# [Work instruction]
Quote each line exactly, from the line that contains "of the epaulette." down to the last line of the listing, and no other lines.

------------------------------------------------

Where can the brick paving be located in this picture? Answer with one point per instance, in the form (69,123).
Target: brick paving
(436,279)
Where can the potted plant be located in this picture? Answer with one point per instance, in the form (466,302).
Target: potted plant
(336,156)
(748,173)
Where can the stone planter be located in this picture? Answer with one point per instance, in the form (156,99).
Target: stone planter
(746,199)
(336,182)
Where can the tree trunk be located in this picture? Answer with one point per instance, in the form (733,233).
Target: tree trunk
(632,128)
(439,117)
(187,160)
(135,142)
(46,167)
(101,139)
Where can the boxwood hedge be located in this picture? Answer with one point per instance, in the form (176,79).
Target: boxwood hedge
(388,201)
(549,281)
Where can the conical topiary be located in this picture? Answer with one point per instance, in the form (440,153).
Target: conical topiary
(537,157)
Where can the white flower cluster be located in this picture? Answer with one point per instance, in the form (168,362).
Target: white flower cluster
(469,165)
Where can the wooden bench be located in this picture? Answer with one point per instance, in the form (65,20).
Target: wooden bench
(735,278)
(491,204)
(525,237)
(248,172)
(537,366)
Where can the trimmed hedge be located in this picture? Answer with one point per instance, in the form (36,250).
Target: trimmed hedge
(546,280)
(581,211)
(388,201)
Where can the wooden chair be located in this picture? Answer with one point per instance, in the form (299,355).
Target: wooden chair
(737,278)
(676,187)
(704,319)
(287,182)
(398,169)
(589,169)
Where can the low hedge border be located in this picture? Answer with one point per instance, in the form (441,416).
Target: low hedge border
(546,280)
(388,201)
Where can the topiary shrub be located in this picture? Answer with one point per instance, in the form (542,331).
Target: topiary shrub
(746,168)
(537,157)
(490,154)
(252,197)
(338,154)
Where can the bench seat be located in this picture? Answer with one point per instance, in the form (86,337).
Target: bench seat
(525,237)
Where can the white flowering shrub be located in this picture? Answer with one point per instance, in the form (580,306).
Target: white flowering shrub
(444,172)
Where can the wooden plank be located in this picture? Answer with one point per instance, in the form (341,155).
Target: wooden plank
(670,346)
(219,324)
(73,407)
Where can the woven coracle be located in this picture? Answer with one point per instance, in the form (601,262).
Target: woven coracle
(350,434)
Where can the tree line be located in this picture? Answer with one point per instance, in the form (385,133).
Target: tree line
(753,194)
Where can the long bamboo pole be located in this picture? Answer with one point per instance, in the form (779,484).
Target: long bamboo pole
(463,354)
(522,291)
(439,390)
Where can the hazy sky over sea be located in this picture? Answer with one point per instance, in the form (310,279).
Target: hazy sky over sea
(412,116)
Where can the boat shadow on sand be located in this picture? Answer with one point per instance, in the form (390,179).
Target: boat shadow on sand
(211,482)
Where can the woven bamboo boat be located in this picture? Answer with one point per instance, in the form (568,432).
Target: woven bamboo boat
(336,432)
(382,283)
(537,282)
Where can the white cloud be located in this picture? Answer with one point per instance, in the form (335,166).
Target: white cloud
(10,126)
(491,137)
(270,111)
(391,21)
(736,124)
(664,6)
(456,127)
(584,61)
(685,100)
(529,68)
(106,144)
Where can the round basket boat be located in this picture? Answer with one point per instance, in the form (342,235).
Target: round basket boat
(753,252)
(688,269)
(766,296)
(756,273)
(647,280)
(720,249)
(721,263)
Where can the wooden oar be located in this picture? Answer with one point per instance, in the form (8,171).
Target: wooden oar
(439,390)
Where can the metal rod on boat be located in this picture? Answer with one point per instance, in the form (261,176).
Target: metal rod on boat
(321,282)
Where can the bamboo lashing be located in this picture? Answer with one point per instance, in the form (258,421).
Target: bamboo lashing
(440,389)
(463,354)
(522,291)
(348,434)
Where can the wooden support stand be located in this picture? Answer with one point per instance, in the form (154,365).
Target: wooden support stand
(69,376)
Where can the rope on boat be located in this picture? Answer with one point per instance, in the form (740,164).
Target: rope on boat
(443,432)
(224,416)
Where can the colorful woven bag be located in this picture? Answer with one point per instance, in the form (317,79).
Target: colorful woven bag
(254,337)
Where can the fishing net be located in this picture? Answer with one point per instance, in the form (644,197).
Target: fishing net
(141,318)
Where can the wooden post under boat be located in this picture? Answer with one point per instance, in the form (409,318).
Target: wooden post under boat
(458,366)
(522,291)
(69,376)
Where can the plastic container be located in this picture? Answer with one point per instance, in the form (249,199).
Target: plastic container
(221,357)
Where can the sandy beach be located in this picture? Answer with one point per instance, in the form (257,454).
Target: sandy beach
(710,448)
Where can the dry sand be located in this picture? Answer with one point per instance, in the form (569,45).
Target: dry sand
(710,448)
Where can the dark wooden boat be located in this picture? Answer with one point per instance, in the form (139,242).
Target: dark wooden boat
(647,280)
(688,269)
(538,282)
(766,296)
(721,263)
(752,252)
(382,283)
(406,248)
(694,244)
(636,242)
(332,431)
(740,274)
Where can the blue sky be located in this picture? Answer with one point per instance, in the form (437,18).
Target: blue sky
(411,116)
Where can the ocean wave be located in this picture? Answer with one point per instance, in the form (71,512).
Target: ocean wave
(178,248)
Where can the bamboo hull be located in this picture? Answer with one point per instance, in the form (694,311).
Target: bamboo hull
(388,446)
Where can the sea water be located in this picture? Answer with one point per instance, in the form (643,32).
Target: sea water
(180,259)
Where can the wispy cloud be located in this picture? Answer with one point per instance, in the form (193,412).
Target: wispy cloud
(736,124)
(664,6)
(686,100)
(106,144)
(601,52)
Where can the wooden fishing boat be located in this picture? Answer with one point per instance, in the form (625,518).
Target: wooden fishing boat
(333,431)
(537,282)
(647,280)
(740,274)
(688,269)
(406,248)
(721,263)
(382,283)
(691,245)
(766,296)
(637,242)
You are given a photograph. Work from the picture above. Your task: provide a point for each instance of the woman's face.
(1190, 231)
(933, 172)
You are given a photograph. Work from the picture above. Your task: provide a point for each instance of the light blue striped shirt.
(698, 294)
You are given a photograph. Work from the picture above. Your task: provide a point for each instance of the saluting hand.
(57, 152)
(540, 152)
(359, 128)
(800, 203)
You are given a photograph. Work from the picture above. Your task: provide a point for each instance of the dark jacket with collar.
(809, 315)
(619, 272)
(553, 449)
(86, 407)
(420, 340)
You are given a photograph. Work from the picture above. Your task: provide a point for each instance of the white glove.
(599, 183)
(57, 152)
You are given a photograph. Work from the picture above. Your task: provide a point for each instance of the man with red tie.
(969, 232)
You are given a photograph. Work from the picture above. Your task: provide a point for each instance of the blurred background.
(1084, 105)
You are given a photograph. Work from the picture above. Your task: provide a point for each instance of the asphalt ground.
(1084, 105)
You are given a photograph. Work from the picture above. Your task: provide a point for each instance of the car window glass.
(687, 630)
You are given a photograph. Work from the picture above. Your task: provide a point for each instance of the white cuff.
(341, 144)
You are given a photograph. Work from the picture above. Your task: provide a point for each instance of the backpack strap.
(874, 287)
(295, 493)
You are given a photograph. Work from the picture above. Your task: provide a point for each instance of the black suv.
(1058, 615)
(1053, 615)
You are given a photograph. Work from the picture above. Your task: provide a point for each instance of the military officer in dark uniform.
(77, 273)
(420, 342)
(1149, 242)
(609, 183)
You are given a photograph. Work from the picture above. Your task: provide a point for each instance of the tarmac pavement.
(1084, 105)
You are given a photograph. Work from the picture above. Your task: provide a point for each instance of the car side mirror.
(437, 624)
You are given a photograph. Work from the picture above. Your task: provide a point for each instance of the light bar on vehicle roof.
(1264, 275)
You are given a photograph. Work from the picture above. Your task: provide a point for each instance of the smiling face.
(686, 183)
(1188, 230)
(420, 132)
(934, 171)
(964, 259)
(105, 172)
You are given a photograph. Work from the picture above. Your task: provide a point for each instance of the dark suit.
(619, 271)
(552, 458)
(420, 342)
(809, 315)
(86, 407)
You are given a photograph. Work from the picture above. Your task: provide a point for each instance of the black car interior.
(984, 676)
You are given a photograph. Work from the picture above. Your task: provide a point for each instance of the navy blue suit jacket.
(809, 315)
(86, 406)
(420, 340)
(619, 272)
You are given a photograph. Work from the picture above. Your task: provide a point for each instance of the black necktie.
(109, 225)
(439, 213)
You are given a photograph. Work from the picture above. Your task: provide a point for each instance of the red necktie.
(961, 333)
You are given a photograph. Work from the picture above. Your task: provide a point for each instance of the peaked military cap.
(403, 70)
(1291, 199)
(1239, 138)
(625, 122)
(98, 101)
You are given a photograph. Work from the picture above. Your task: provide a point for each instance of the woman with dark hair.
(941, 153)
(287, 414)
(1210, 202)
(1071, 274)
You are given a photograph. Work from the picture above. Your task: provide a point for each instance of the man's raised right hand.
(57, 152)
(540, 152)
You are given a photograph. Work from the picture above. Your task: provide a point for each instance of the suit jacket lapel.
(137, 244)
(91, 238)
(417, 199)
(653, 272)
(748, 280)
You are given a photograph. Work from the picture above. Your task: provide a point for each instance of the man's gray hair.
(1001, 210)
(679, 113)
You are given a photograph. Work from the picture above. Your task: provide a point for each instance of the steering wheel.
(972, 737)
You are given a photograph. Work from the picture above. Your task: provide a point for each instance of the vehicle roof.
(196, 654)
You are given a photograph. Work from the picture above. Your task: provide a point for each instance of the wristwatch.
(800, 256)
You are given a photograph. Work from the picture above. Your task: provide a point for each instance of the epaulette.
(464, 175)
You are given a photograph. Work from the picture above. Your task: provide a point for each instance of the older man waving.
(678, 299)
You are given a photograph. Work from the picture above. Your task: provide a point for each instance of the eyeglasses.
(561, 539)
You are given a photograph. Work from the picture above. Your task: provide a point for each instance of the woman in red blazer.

------------------------------------------------

# [Response]
You are given a photograph. Work from the picture above. Your task: provide a point for each instance of the epaulette.
(464, 175)
You are given a photograph. Work from the picture above. Your task: provide a point for each instance of the older man waving.
(678, 299)
You are given a photograph. Work from the picture above. Your task: provide a point for each instance of the eyeglasses.
(561, 539)
You are given a photograph. Work from the picture above. Your task: provide a point for each instance of the woman in red blazer.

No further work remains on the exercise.